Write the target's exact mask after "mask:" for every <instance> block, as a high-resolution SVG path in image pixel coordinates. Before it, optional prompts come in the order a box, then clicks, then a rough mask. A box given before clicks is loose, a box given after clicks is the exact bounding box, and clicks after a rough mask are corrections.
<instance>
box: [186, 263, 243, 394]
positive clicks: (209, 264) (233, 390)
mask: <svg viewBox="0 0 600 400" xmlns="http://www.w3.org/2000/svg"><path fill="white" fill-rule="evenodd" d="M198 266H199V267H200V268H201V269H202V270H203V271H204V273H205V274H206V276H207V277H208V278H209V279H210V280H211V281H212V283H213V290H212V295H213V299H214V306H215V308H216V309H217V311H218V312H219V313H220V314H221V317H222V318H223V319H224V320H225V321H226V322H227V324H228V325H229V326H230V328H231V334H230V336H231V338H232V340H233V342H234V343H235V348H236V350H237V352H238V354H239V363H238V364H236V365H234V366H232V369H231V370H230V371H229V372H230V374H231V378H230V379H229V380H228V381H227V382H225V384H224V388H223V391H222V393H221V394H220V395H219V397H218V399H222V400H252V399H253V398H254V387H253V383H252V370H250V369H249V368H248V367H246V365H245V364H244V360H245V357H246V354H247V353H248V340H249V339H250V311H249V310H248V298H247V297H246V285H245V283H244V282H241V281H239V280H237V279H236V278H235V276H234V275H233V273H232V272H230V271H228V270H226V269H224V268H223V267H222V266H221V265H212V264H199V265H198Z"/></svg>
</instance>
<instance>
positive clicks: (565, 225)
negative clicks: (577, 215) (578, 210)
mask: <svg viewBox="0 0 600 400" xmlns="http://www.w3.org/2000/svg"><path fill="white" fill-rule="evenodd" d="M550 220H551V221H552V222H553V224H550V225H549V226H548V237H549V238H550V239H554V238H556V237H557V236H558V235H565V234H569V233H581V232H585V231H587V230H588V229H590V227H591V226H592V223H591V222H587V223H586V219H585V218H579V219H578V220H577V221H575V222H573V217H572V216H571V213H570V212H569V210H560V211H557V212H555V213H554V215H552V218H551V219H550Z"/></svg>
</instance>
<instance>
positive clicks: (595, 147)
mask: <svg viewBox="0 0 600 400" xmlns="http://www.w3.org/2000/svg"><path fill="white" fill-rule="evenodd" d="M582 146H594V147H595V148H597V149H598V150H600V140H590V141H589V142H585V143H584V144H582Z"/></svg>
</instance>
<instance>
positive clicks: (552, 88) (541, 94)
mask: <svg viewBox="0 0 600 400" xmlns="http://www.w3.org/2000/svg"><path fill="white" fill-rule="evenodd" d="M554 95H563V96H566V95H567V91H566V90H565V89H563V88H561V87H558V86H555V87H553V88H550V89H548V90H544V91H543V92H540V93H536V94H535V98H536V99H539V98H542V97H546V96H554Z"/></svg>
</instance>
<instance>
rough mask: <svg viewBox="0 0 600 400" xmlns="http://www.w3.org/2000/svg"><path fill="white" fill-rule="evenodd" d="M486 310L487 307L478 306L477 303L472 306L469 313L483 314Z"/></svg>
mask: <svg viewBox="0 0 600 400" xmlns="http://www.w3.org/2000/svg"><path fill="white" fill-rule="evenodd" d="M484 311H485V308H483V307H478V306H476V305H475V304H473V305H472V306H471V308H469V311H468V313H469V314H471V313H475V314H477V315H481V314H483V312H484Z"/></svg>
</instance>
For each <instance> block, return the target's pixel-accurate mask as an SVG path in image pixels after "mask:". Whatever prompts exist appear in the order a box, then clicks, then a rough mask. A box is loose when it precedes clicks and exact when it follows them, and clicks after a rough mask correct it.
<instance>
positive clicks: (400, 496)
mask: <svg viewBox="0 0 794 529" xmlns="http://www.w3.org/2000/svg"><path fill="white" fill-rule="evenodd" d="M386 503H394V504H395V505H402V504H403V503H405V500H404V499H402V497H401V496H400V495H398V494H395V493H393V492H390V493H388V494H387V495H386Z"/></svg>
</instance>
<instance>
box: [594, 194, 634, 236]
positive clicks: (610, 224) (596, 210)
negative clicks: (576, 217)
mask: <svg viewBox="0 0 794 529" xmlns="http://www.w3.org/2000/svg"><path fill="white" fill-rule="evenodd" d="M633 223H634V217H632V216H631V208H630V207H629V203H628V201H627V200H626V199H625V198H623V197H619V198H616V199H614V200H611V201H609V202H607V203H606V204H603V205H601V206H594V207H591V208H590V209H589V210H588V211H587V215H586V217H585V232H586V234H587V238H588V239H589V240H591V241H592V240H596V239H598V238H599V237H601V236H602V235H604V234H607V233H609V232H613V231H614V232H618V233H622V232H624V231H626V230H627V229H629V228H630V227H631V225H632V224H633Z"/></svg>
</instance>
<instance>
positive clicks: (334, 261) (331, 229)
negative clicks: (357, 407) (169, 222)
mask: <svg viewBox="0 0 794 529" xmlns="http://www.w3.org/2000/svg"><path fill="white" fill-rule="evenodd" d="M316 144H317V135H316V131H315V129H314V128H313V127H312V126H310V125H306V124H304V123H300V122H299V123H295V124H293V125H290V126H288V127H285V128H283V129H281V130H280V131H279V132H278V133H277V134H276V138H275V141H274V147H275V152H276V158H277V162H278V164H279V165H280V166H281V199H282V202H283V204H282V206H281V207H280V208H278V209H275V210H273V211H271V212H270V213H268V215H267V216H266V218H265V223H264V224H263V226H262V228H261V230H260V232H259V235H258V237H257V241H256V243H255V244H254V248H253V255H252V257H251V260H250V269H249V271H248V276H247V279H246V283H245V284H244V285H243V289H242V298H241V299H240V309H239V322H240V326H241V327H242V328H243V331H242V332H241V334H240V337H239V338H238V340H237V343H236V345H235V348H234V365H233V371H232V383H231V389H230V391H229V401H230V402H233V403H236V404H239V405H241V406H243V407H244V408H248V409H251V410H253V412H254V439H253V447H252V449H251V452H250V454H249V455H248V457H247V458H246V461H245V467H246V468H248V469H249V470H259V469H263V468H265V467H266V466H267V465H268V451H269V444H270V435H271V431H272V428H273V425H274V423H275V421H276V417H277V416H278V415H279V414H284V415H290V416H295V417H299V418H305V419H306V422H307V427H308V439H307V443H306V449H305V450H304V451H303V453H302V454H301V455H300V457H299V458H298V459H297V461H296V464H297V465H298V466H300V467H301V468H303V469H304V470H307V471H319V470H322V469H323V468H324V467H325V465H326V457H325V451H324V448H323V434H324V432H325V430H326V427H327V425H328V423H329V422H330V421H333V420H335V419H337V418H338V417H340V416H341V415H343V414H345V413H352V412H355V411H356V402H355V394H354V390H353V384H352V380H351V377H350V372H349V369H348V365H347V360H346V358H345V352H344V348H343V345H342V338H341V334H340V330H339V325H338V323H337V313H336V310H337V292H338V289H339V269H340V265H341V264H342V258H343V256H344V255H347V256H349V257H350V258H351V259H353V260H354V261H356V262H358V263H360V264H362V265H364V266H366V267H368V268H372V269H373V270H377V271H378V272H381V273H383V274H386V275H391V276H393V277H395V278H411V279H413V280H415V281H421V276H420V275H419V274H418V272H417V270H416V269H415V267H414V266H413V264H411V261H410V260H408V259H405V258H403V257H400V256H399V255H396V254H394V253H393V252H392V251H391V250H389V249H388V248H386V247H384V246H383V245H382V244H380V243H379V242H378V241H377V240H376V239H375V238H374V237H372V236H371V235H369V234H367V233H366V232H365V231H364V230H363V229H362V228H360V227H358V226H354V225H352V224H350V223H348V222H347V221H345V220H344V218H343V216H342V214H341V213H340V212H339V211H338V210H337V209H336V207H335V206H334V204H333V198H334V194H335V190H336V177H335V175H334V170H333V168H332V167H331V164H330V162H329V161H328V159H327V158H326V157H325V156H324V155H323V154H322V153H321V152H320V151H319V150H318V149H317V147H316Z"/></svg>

········

▸ **How to complete this task**:
Please render the listing as a numbered list, from its first line through the line containing "positive clicks: (209, 264) (233, 390)", both included, leaving out blank lines.

▸ **Result of the exercise**:
1. Write the target's exact mask after "mask:" for every <instance> block, as a high-resolution SVG path in image pixel coordinates. Before it, optional prompts come in the order a box, then clicks, then a rough mask. A box given before clicks is loose, a box given after clicks is the exact bounding box, and clicks after a rough mask are corrections.
2. <instance>
3. box: [186, 263, 243, 394]
4. positive clicks: (209, 264) (233, 390)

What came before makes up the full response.